[Items from a box labeling dataset]
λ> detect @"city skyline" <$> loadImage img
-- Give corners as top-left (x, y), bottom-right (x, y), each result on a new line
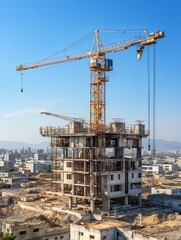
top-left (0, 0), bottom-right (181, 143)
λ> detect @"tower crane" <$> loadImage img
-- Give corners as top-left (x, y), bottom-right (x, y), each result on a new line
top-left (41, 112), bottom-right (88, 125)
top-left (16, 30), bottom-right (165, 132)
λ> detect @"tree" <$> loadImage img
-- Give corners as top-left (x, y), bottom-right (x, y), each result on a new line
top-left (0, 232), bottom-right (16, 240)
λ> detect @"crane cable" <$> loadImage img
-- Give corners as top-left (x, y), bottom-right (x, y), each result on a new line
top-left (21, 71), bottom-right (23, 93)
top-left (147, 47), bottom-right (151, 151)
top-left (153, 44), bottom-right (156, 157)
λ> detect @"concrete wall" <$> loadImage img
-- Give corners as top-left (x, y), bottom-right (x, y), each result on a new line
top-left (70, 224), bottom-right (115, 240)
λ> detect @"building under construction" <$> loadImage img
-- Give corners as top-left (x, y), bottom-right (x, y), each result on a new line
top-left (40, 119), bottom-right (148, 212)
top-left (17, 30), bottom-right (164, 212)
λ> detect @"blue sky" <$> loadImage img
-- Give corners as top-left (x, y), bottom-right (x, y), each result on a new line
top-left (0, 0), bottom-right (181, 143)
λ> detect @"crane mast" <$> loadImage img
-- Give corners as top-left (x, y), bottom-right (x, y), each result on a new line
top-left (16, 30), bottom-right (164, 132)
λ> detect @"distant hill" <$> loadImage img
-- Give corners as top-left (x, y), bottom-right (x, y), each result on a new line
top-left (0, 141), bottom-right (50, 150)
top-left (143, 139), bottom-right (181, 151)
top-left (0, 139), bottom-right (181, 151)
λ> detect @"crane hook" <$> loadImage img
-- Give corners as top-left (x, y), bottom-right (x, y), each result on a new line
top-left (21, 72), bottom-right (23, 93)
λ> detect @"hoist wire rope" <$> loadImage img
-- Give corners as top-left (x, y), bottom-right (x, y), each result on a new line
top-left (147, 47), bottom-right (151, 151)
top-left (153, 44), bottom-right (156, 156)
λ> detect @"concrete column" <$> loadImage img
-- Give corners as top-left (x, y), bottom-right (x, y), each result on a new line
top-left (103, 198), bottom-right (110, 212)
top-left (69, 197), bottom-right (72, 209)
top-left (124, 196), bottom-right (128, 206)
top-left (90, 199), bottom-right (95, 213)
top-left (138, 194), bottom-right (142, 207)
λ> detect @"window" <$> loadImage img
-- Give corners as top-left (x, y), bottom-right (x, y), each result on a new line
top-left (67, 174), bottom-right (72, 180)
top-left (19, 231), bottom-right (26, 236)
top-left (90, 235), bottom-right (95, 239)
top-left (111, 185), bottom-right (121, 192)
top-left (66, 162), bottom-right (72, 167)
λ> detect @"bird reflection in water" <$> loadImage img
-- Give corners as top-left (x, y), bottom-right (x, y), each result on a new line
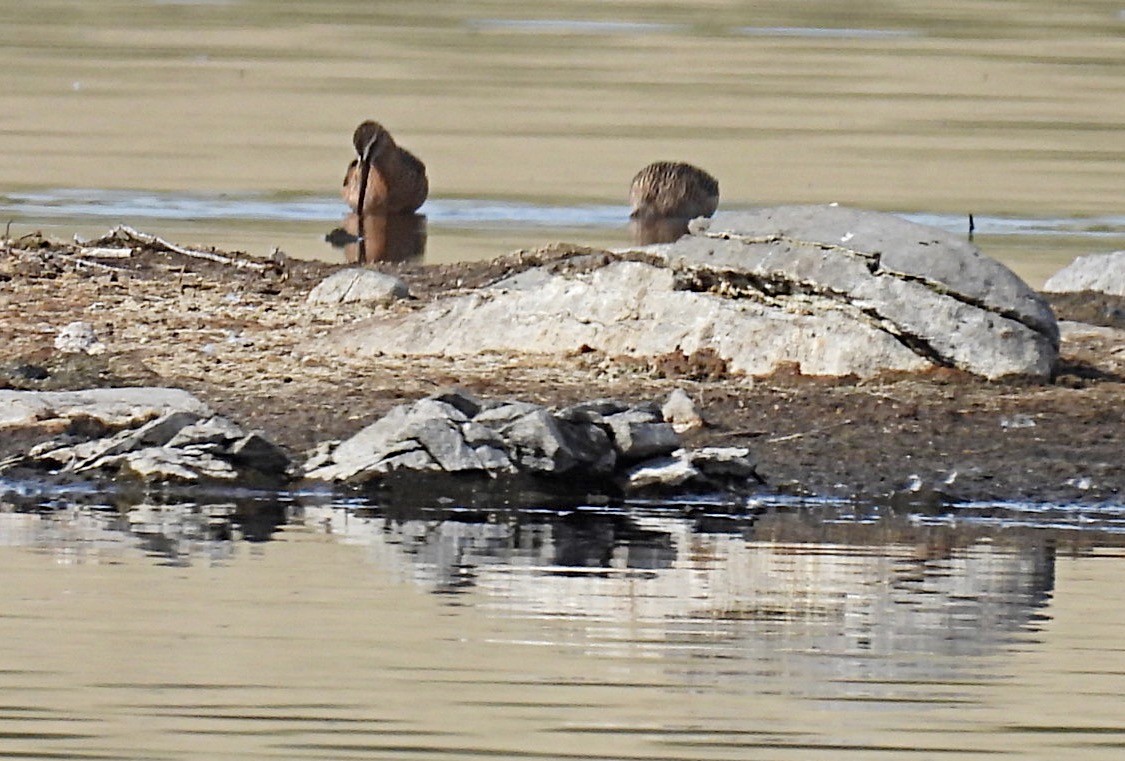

(Task to carry out) Reproduce the items starting at the first line and ending at the line containing "top-left (21, 72), bottom-right (23, 93)", both included, with the requests kept and 126 added to every bounding-box coordinate. Leave the pictures out.

(Result for this task)
λ> detect @"city skyline" <$> loadImage img
-- Give corners as top-left (x, y), bottom-right (x, y), each result on a new line
top-left (126, 126), bottom-right (307, 269)
λ> detect @"tower crane" <$> loadImage img
-- Give corners as top-left (x, y), bottom-right (x, y), each result on a new line
top-left (167, 238), bottom-right (214, 251)
top-left (142, 156), bottom-right (291, 258)
λ> detect @"tree" <$> loadImage img
-- Give corners as top-left (x, y), bottom-right (x, y), each result on a new line
top-left (126, 358), bottom-right (142, 366)
λ> detect @"crane cable" <$> loadImage img
-- Give corners as top-left (x, y), bottom-right (x, y), each result on a new line
top-left (147, 197), bottom-right (149, 219)
top-left (273, 173), bottom-right (277, 277)
top-left (279, 170), bottom-right (282, 283)
λ> detect @"concrete wall" <$> loadImage img
-- Give corners as top-left (x, y), bottom-right (x, y), each result on a new line
top-left (196, 350), bottom-right (241, 366)
λ> detect @"building under construction" <$> loadImage img
-- Give corners as top-left (x, y), bottom-right (x, y), each result on a new line
top-left (166, 245), bottom-right (274, 338)
top-left (143, 156), bottom-right (290, 338)
λ> detect @"blue sky" <$> loadImage img
-- Give corners as top-left (x, y), bottom-right (x, y), each result on a new line
top-left (126, 126), bottom-right (307, 269)
λ> detect @"crane mast" <$> loadImage img
-- Give corners as top-left (x, y), bottom-right (x, y), each result on a new line
top-left (142, 156), bottom-right (290, 258)
λ> detect @"distant hill" <$> loadImage img
-- Give corners as top-left (x, y), bottom-right (x, y), each result on a new line
top-left (126, 267), bottom-right (176, 276)
top-left (269, 265), bottom-right (307, 277)
top-left (126, 265), bottom-right (307, 277)
λ> detect @"crane hook" <$> loadImage img
-- Give corners as top-left (x, y), bottom-right (x, y), each result on a new line
top-left (147, 198), bottom-right (149, 219)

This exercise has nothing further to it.